▶ **Exercise objective**: Copy out exactly the lines from the one containing "If you could mark the window in" to the end of the records below, both included, and nothing else.

[Dataset records]
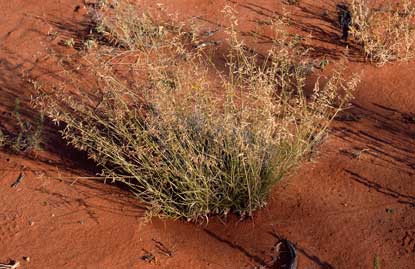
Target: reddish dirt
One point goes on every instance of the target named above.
(354, 204)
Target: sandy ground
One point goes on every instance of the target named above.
(354, 204)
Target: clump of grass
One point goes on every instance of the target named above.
(2, 139)
(386, 33)
(190, 140)
(25, 136)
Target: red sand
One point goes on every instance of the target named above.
(353, 204)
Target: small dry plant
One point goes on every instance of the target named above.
(189, 138)
(386, 33)
(23, 135)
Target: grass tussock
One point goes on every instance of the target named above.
(386, 33)
(23, 136)
(188, 138)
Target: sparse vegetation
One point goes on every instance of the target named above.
(189, 139)
(386, 33)
(25, 136)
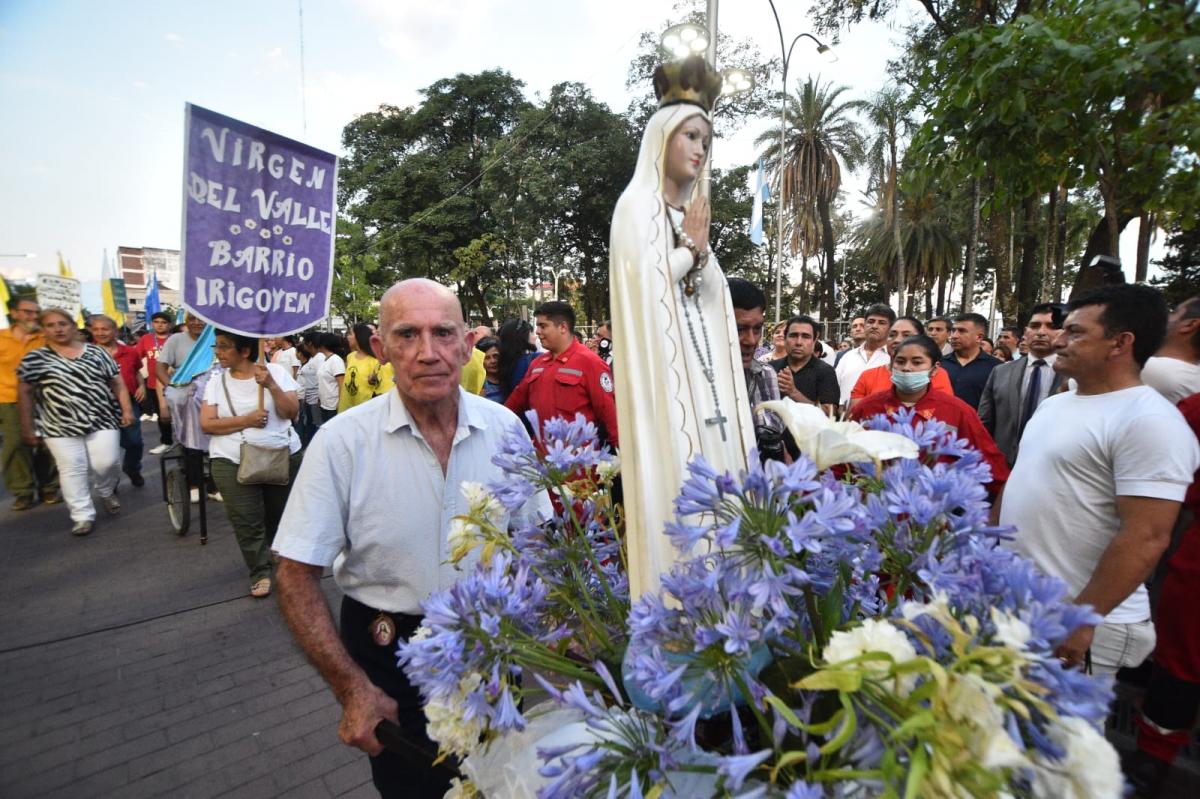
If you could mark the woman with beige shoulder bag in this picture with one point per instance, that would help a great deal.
(255, 454)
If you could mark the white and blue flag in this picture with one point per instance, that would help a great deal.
(761, 193)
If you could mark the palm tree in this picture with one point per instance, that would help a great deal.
(889, 115)
(820, 139)
(919, 236)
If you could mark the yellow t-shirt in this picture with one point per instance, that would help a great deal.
(11, 352)
(357, 385)
(473, 374)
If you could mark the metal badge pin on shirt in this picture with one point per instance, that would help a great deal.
(383, 630)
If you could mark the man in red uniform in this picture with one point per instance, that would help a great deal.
(148, 349)
(1173, 697)
(568, 379)
(103, 332)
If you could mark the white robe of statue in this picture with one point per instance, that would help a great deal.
(663, 396)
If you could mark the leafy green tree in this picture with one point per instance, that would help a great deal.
(1181, 264)
(820, 137)
(924, 234)
(359, 278)
(888, 115)
(411, 178)
(553, 198)
(1097, 94)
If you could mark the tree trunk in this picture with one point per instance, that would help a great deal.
(1099, 242)
(827, 284)
(1145, 233)
(1051, 240)
(1000, 250)
(1026, 286)
(972, 250)
(901, 277)
(1060, 263)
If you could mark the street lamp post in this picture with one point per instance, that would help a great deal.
(786, 52)
(558, 272)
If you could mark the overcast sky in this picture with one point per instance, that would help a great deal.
(93, 92)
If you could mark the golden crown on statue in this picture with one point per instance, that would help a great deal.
(690, 80)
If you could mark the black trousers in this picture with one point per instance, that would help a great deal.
(150, 406)
(400, 775)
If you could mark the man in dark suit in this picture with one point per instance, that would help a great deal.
(1007, 401)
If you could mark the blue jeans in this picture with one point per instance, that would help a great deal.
(131, 442)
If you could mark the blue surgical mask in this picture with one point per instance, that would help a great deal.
(910, 382)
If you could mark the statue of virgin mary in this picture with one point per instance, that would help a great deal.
(679, 384)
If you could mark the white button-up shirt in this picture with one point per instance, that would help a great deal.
(1045, 380)
(371, 499)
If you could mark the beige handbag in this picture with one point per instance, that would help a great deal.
(261, 464)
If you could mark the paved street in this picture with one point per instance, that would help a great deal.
(135, 664)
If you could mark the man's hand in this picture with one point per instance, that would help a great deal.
(696, 222)
(363, 708)
(263, 377)
(1071, 653)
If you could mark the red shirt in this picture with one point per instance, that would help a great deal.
(130, 361)
(946, 408)
(576, 382)
(148, 348)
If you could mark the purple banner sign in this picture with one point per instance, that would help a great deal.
(258, 227)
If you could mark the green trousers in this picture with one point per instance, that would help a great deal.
(24, 467)
(253, 511)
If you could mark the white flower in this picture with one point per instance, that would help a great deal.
(828, 442)
(874, 635)
(1011, 630)
(609, 469)
(1090, 770)
(972, 702)
(937, 607)
(463, 536)
(481, 502)
(448, 724)
(461, 790)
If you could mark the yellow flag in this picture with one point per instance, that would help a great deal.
(65, 271)
(106, 293)
(4, 300)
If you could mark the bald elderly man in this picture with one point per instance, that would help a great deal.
(388, 547)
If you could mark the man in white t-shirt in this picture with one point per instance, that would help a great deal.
(1175, 368)
(871, 353)
(286, 355)
(375, 499)
(1102, 472)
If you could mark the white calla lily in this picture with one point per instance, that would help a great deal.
(828, 442)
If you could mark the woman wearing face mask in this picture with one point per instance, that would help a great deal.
(879, 378)
(915, 361)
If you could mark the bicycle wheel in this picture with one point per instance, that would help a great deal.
(179, 500)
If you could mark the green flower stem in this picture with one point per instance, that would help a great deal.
(754, 706)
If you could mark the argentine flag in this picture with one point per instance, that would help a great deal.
(761, 193)
(151, 305)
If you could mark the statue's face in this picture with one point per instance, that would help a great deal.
(687, 150)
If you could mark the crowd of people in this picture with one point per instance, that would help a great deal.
(1090, 430)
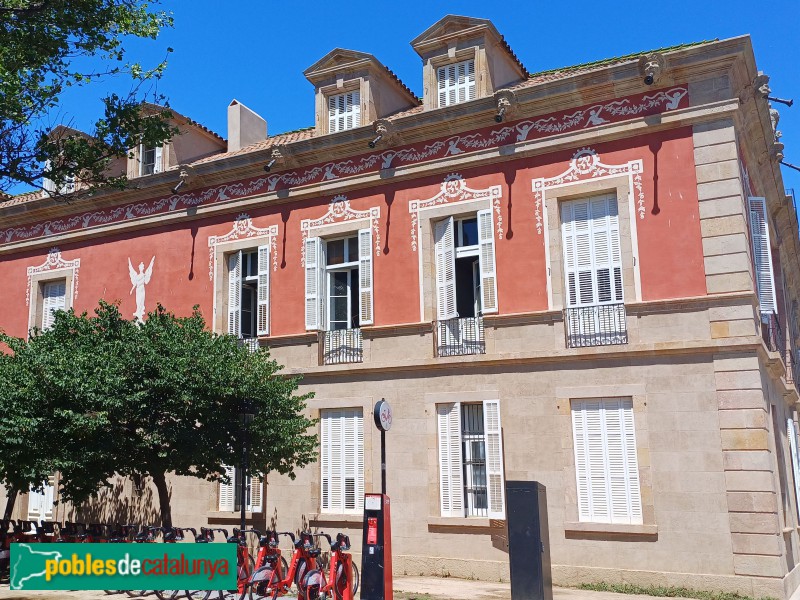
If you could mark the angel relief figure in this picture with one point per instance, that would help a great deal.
(138, 281)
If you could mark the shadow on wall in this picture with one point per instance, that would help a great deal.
(126, 502)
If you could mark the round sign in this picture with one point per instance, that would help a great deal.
(383, 415)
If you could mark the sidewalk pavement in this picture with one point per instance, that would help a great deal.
(406, 588)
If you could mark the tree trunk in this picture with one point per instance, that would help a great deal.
(163, 499)
(10, 502)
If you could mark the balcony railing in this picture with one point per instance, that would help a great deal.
(460, 336)
(772, 334)
(598, 325)
(342, 346)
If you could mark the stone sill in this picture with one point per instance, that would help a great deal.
(216, 516)
(611, 529)
(465, 522)
(354, 518)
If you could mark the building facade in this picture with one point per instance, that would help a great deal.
(585, 277)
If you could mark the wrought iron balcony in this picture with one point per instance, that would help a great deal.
(460, 336)
(341, 346)
(598, 325)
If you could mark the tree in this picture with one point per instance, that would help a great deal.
(42, 45)
(94, 396)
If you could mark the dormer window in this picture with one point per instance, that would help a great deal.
(456, 82)
(344, 111)
(149, 160)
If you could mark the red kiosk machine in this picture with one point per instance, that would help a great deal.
(376, 549)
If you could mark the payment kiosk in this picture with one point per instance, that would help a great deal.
(376, 548)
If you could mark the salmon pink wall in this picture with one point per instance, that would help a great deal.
(670, 247)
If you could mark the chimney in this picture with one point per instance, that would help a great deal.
(244, 126)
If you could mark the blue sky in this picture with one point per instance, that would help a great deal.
(256, 51)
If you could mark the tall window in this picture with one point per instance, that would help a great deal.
(606, 467)
(339, 282)
(344, 111)
(456, 82)
(149, 160)
(762, 255)
(248, 292)
(592, 257)
(54, 298)
(471, 460)
(342, 460)
(230, 494)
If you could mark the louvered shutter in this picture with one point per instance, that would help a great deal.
(451, 486)
(445, 251)
(54, 297)
(235, 294)
(262, 316)
(342, 460)
(486, 261)
(344, 111)
(227, 491)
(313, 288)
(762, 255)
(606, 465)
(494, 459)
(157, 166)
(256, 494)
(365, 276)
(791, 433)
(456, 82)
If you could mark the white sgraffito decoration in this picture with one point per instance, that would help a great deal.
(339, 211)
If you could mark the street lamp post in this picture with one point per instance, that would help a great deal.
(246, 415)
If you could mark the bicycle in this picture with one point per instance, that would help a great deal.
(343, 577)
(303, 559)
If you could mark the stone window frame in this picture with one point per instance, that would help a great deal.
(574, 528)
(554, 251)
(221, 273)
(342, 86)
(38, 280)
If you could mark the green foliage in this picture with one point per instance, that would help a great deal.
(42, 42)
(664, 591)
(99, 395)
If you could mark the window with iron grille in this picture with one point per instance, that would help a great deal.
(344, 111)
(456, 82)
(342, 460)
(471, 460)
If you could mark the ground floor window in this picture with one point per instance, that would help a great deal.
(342, 460)
(470, 459)
(606, 466)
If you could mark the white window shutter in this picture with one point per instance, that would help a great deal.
(486, 260)
(606, 465)
(592, 254)
(456, 82)
(235, 294)
(256, 494)
(365, 276)
(342, 460)
(54, 298)
(444, 243)
(344, 111)
(762, 254)
(227, 491)
(262, 317)
(791, 433)
(494, 459)
(314, 293)
(451, 486)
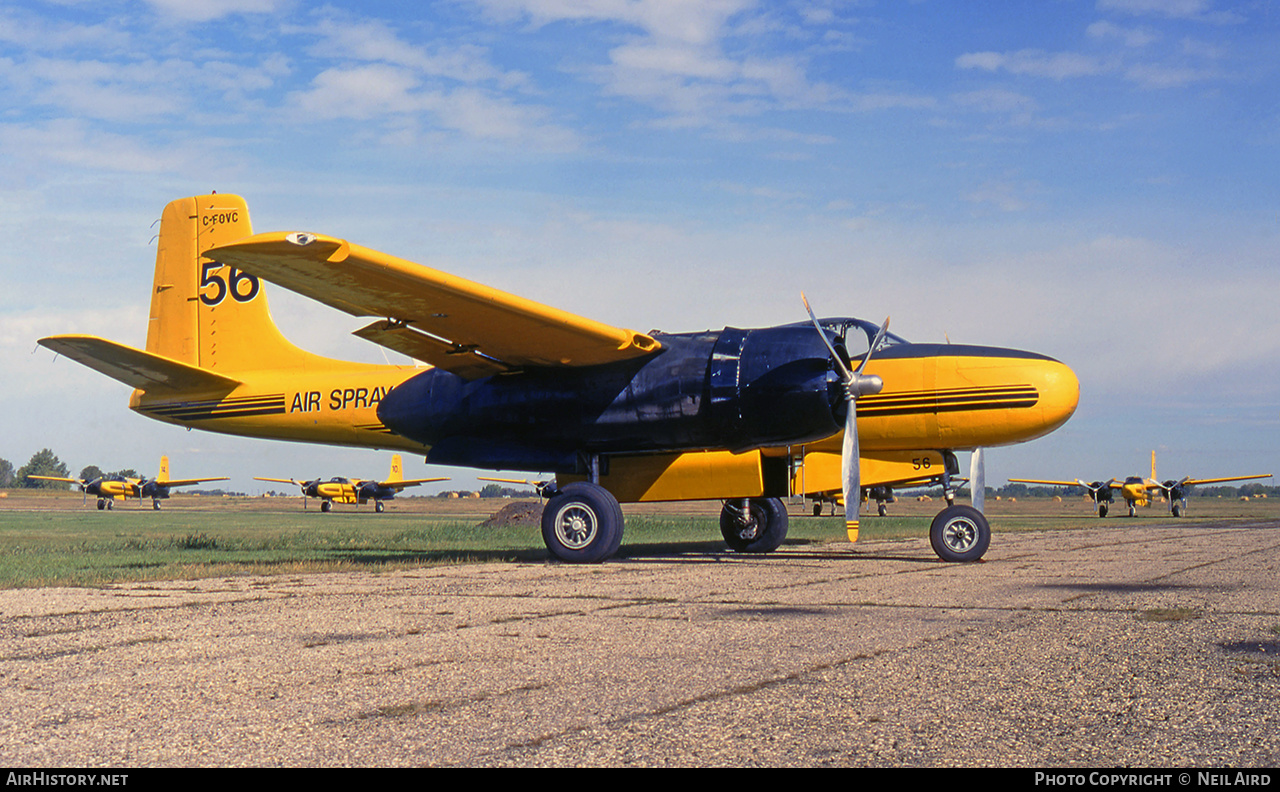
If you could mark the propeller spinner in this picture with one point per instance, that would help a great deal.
(856, 384)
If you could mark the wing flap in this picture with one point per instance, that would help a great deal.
(462, 314)
(190, 481)
(135, 367)
(440, 353)
(1196, 481)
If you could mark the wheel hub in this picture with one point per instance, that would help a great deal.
(960, 535)
(576, 526)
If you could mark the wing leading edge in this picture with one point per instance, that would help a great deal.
(447, 321)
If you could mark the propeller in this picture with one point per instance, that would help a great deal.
(856, 384)
(977, 480)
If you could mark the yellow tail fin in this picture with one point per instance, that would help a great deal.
(208, 314)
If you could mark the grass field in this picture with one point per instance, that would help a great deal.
(55, 539)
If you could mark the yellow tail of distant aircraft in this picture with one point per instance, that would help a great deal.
(1137, 490)
(109, 489)
(746, 416)
(356, 490)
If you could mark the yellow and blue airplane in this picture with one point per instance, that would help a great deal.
(1138, 491)
(109, 489)
(746, 416)
(356, 490)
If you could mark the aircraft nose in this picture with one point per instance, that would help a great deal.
(1059, 393)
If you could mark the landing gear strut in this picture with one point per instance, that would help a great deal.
(755, 525)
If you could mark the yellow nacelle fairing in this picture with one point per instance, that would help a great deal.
(337, 408)
(821, 471)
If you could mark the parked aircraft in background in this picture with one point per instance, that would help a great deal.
(745, 416)
(109, 489)
(1137, 490)
(356, 490)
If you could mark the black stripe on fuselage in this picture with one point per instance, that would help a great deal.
(952, 399)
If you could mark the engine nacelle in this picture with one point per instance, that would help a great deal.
(736, 389)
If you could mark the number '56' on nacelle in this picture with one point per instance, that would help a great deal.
(826, 408)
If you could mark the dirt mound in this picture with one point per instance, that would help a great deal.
(516, 513)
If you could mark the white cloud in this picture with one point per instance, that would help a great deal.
(1132, 37)
(1198, 10)
(208, 10)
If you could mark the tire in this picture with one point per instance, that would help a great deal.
(960, 534)
(583, 523)
(763, 529)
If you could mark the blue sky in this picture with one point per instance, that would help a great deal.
(1096, 181)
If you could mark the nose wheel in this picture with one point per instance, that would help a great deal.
(960, 534)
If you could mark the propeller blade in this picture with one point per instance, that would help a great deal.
(856, 384)
(977, 479)
(844, 370)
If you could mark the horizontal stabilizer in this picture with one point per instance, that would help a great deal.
(484, 330)
(135, 367)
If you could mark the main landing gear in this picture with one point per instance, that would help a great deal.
(755, 525)
(960, 534)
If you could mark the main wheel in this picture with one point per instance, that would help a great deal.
(760, 529)
(583, 523)
(960, 534)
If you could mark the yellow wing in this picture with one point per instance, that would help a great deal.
(455, 324)
(190, 481)
(135, 367)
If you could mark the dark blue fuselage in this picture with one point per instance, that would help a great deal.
(735, 389)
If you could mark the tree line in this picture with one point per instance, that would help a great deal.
(46, 463)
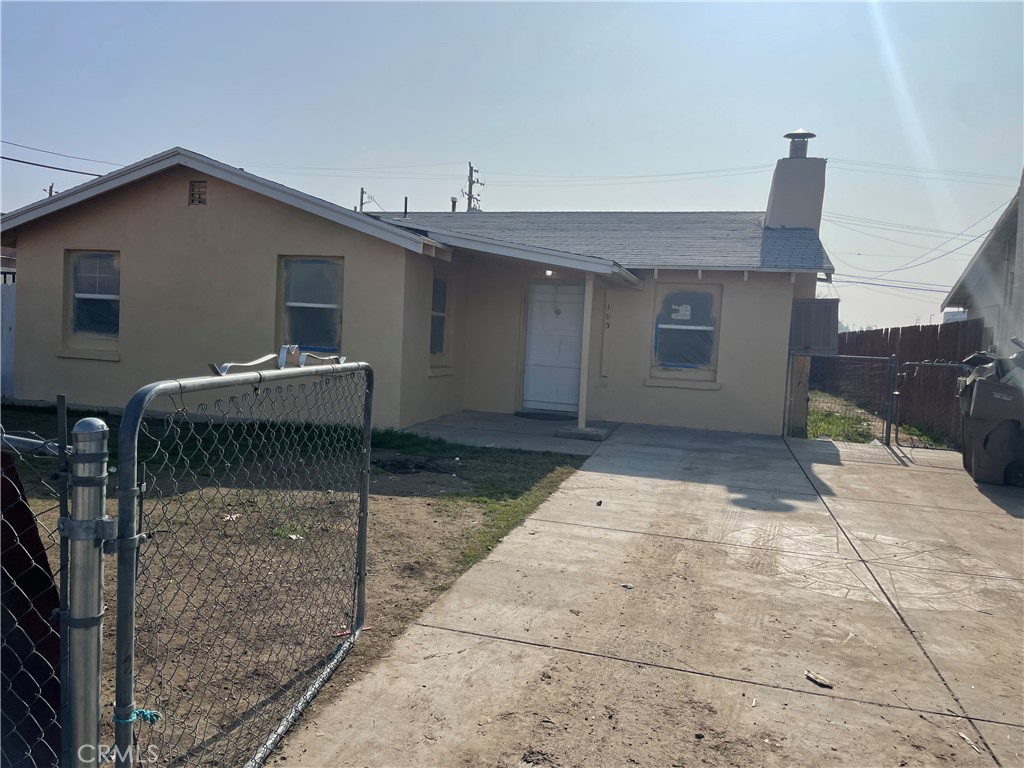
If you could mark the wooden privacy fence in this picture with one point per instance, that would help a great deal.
(928, 392)
(950, 342)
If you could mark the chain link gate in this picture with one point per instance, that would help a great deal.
(33, 599)
(928, 411)
(242, 527)
(842, 397)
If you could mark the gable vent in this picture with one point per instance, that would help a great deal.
(814, 328)
(197, 193)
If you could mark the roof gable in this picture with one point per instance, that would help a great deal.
(187, 159)
(718, 240)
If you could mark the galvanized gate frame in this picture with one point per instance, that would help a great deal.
(891, 392)
(129, 539)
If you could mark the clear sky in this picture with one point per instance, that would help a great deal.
(540, 96)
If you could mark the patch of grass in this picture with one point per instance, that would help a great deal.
(843, 427)
(407, 442)
(506, 485)
(922, 436)
(503, 513)
(285, 531)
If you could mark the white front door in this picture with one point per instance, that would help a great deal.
(554, 335)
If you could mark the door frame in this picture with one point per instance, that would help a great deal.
(524, 330)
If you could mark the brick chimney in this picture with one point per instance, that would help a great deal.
(798, 187)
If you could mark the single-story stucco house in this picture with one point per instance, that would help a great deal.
(162, 267)
(992, 285)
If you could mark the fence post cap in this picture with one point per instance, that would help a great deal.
(90, 425)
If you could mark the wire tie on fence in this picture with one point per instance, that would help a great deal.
(146, 716)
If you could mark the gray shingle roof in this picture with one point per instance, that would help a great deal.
(720, 240)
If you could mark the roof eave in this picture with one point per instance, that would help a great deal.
(544, 256)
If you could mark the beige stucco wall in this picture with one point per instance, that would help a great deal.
(749, 389)
(747, 395)
(496, 330)
(432, 387)
(199, 285)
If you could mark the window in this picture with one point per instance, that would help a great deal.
(197, 193)
(95, 305)
(312, 290)
(438, 314)
(684, 331)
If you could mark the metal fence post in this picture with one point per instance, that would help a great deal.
(85, 597)
(891, 382)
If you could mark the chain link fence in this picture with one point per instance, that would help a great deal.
(841, 397)
(33, 597)
(252, 504)
(927, 411)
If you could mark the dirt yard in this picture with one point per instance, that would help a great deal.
(231, 621)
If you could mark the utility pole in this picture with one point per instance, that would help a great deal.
(473, 201)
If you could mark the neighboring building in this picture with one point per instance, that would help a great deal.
(157, 269)
(992, 285)
(953, 315)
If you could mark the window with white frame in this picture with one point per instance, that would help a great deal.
(311, 290)
(95, 299)
(685, 330)
(438, 316)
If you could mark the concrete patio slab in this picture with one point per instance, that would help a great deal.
(558, 708)
(901, 584)
(509, 431)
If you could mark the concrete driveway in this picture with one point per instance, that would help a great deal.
(663, 607)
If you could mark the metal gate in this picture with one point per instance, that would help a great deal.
(239, 534)
(927, 410)
(842, 397)
(242, 529)
(34, 565)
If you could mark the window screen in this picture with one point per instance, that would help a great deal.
(312, 303)
(96, 297)
(438, 312)
(684, 336)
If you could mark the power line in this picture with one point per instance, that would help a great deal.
(872, 235)
(919, 231)
(634, 176)
(845, 282)
(880, 224)
(51, 167)
(834, 257)
(911, 265)
(893, 282)
(922, 170)
(896, 295)
(926, 178)
(881, 255)
(354, 168)
(59, 155)
(620, 183)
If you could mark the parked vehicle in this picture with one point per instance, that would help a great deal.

▶ **Solution**:
If you could mark the window in this picture with one point per instance, that would help a great deal.
(197, 193)
(95, 305)
(312, 290)
(438, 314)
(684, 331)
If you could mark the metal fence post in this picture with one point per instance, that would help a great deal.
(85, 597)
(891, 382)
If you could mark the chain link fence in this picture with one point per instance, that would help a great deal.
(841, 397)
(33, 597)
(252, 504)
(927, 411)
If you could mark the dirt yard in this picture with one point per instance, that would help a great deal.
(231, 621)
If you could mark the utility pole in this picture with one point per instance, that would help a great deal.
(473, 201)
If you could mark the neighboring building in this picture with one point per instance, that would help a great deal.
(157, 269)
(992, 285)
(953, 315)
If you could mark the window with white frame in this picture with one point per instance, that would help a great deal.
(311, 290)
(95, 299)
(685, 330)
(438, 316)
If you could mark the concrete patio slab in this picture with one point per instance, that would help a great deal.
(558, 708)
(901, 584)
(509, 431)
If you could mark the concrete driveway in this picture with one point per instance, that would help a great deal.
(663, 607)
If you could mark the metal gate in this picture with one point per instance, that would help a great deal.
(239, 534)
(927, 410)
(842, 397)
(242, 529)
(34, 565)
If you could mark the window screen in this picture with one point per instance, that would help a great deal.
(312, 303)
(96, 297)
(438, 312)
(684, 336)
If you could mark the power line in this picture with one point per instance, that would help a great deal.
(872, 235)
(919, 231)
(634, 176)
(845, 282)
(880, 224)
(51, 167)
(834, 257)
(911, 265)
(893, 282)
(922, 170)
(896, 295)
(926, 178)
(881, 255)
(354, 168)
(59, 155)
(620, 183)
If you could mark the parked vehicle in this picture with one point per instance, that would help a great deal.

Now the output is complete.